───── 摘录原文 ─────

【Spark】Spark 运行消息通信

最新推荐文章于 2023-07-13 10:24:03 发布

勤言不勤语

最新推荐文章于 2023-07-13 10:24:03 发布

阅读量741

点赞数 1

分类专栏： Spark 文章标签： spark

本文链接：https://blog.csdn.net/w1992wishes/article/details/84435676

版权

本篇结构：

前言
详细过程

一、前言

前面介绍了 Spark Rpc 框架，及 Spark 启动时通信，这篇主要介绍 Spark 运行时通信。

下面还是以 Standalone 模式介绍：

用户提交应用程序时，应用程序的 SparkContext 会向 Master 发送应用注册消息，并由 Master 给应用分配 Executor，Executor 会向 SparkContext 发送注册成功消息；当 SparkContext 的 RDD 触发行动操作后，将创建 RDD 的 DAG，通过 DAGScheduler 进行划分 Stage，并将 Stage 转化为 TaskSet；接着由 TaskScheduler 向注册的 Executor 发送执行消息，Executor 接收到任务消息后启动并运行；最后当所有任务运行完毕，由 Driver 处理结果并回收资源。

二、详细过程

2.1、ClientEndpoint 发送 RegisterApplication 给 Master

应用程序由 main 方法作为入口开始执行，创建 SparkContext，SparkContext 的创建较复杂，其中有一步是实例化 SchedulerBackend （是 TaskScheduler 的调度后端接口），如下代码所示：

    // Create and start the scheduler
    val (sched, ts) = SparkContext.createTaskScheduler(this, master, deployMode)

─────

▶ 待完成
将上方关于 Spark 运行消息通信的摘录原文一字不改地完整返回。 后附材料无需使用。

───── 资料汇总 ─────

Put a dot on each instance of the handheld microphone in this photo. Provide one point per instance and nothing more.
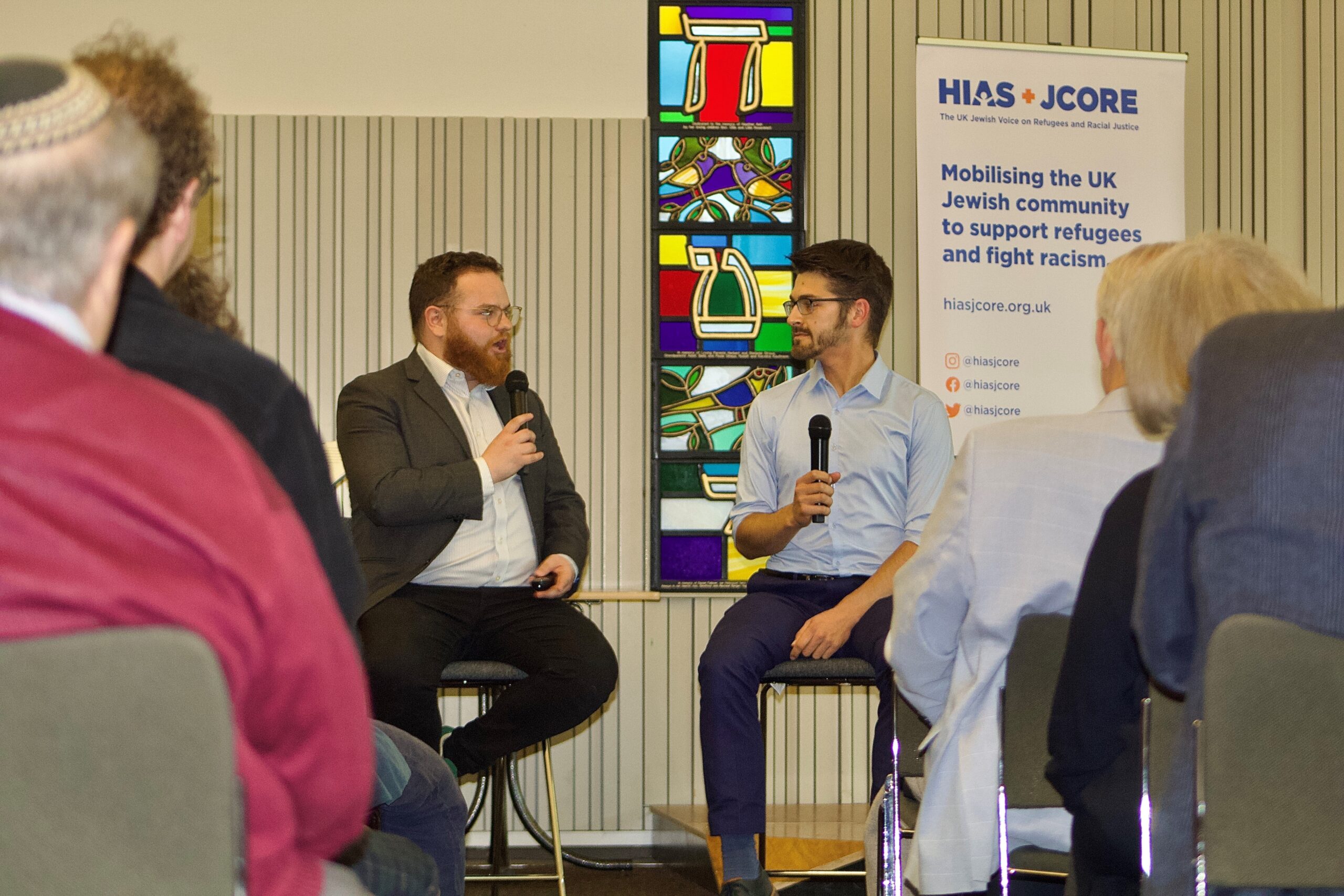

─────

▶ 本题解答
【Spark】Spark 运行消息通信

最新推荐文章于 2023-07-13 10:24:03 发布

勤言不勤语

最新推荐文章于 2023-07-13 10:24:03 发布

阅读量741

点赞数 1

分类专栏： Spark 文章标签： spark

本文链接：https://blog.csdn.net/w1992wishes/article/details/84435676

版权

本篇结构：

前言
详细过程

一、前言

前面介绍了 Spark Rpc 框架，及 Spark 启动时通信，这篇主要介绍 Spark 运行时通信。

下面还是以 Standalone 模式介绍：

用户提交应用程序时，应用程序的 SparkContext 会向 Master 发送应用注册消息，并由 Master 给应用分配 Executor，Executor 会向 SparkContext 发送注册成功消息；当 SparkContext 的 RDD 触发行动操作后，将创建 RDD 的 DAG，通过 DAGScheduler 进行划分 Stage，并将 Stage 转化为 TaskSet；接着由 TaskScheduler 向注册的 Executor 发送执行消息，Executor 接收到任务消息后启动并运行；最后当所有任务运行完毕，由 Driver 处理结果并回收资源。

二、详细过程

2.1、ClientEndpoint 发送 RegisterApplication 给 Master

应用程序由 main 方法作为入口开始执行，创建 SparkContext，SparkContext 的创建较复杂，其中有一步是实例化 SchedulerBackend （是 TaskScheduler 的调度后端接口），如下代码所示：

    // Create and start the scheduler
    val (sched, ts) = SparkContext.createTaskScheduler(this, master, deployMode)